## ASSIGNMENT A
Answer these questions from the 340B ruling text, one answer per line, marked (i), (ii) and (iii):
(i) On which court does Judge Rudolph Contreras sit?
(ii) What single word did Contreras use to describe the 2022 reimbursement rate?
(iii) What position does Melinda Hatton hold?
## ASSIGNMENT B
Extend the 340B ruling text, beginning right after its final sentence.

## EXERCISE TEXT
____________
The decision by Judge Rudolph Contreras of the U.S. District Court for the District of Columbia is the latest blow to a Health and Human Services Department effort to limit spending on the 340B Drug Pricing Program and follows a Supreme Court ruling in June ordering HHS to compensate providers for lower 340B payments they received in prior years.

The 2022 reimbursement rate is “defective” and vacating this portion of the 2022 Outpatient Prospective Payment System rule “will not cause substantial disruption,” Contreras wrote. The plaintiffs asked to court will decide how HHS should rectify payment discrepancies from 2018 through 2021 at a later date.

The American Hospital Association, America’s Essential Hospitals and Association of American Medical Colleges, plaintiffs in the case, and the trade group 340B Health applauded the court’s decision. HHS did not respond to a request for comment.

“We continue to urge the administration to promptly reimburse all the hospitals that were affected by these unlawful cuts in previous years and to ensure the remainder of the hospital field is not penalized for their prior unlawful policy,” Melinda Hatton, general counsel and secretary for the American Hospital Association, said in a news release.
____________
## ENTRIES PROVIDED
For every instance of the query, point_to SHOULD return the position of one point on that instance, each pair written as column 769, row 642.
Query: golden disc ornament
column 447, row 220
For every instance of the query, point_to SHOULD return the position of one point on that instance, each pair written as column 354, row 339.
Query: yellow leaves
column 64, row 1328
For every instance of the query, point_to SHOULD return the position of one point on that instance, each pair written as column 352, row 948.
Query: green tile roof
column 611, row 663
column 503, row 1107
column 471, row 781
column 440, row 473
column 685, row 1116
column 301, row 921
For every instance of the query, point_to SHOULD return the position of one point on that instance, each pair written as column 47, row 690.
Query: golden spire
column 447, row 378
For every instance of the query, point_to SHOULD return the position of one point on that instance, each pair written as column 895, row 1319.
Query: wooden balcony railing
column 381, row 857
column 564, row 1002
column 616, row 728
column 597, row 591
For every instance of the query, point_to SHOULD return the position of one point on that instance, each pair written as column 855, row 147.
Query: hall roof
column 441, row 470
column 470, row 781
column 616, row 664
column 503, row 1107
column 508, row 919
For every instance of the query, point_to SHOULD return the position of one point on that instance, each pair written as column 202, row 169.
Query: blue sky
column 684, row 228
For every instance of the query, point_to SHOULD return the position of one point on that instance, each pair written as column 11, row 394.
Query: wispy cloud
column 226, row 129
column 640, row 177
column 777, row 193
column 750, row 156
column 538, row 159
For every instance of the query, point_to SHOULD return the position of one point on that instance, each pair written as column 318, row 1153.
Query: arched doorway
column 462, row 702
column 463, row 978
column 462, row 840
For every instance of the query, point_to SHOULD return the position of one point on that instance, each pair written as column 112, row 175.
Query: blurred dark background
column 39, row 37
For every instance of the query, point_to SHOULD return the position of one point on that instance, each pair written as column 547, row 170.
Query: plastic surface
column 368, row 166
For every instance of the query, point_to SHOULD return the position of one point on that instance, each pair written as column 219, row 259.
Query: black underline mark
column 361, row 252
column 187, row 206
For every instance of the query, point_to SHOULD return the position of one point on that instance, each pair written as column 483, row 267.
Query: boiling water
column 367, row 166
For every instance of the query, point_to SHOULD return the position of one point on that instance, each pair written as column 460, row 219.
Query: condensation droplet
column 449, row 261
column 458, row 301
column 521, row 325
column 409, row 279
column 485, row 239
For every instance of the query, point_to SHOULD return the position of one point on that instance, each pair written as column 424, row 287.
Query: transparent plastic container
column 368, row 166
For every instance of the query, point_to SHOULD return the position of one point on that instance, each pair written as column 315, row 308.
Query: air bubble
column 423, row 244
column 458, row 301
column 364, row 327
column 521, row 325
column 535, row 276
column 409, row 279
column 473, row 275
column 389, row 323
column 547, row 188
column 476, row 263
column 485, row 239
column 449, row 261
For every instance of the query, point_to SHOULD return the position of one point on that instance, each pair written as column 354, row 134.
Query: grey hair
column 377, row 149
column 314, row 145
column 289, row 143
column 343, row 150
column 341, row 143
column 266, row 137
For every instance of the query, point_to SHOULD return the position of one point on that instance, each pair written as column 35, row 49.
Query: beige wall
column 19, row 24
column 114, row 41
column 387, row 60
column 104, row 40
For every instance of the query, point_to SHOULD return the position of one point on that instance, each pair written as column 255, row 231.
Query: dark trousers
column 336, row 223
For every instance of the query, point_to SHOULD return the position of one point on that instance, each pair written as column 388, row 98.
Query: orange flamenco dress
____________
## WRITTEN RESPONSE A
(i) The U.S. District Court for the District of Columbia.
(ii) "Defective."
(iii) General counsel and secretary for the American Hospital Association.

## WRITTEN RESPONSE B
In 2018, the Centers for Medicare and Medicaid Services cut 340B reimbursement by nearly 30% and redistributed the $1.6 billion in savings across all hospitals, rather than just those serving uninsured and underinsured patients.

The 340B program gives eligible hospitals that treat uninsured patients drug discounts as steep as 50%. Participation has grown considerably in the past two decades from 8,100 at the turn of the century to 50,000 in 2020, according to University of Southern California data.

The Supreme Court unanimously ruled that HHS may not change 340B reimbursement rates without first surveying hospitals’ acquisition costs. Justices declared the department’s 2018 and 2019 reimbursement rates to be unlawful.

Following the high court ruling, CMS announced it would default to reimbursing the drugs at the same rate as non-340B drugs, sparking outrage among participating hospitals. Remedies to this decision were directed to the district court.

“The court previously observed that the secretary ‘patently violated the Medicare Act’s text’ and ‘no amount of reasoning on remand will allow the secretary to reimplement the 340B rates in the same manner.’… That is just as true now,” Contreras wrote in his opinion.

“We look forward to a favorable resolution on the remedy for the five years and billions of dollars of cuts to 340B hospitals,”  Shahid Zaman, policy manager at America’s Essential Hospitals, said in a news release.

HHS argued vacating the Medicare payment reduction creates budget neutrality issues because the government already redistributed the funds that would’ve gone to 340B hospitals, which the Contreras acknowledged. “That disruption would be minimal, because HHS admits that vacating the 340B reimbursement rate for the remainder of 2022 would account for ‘only a small sliver of the overall time periods challenged in this action,’” the judge wrote.